- [Exercise data]

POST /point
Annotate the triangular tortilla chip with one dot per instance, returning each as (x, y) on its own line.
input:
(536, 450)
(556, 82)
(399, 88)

- [Requirement] An exact transcription of all the entries is needed.

- [Answer area]
POST /point
Annotate the triangular tortilla chip with one dot per instance, returning each as (x, y) on its own line.
input:
(536, 450)
(556, 82)
(399, 88)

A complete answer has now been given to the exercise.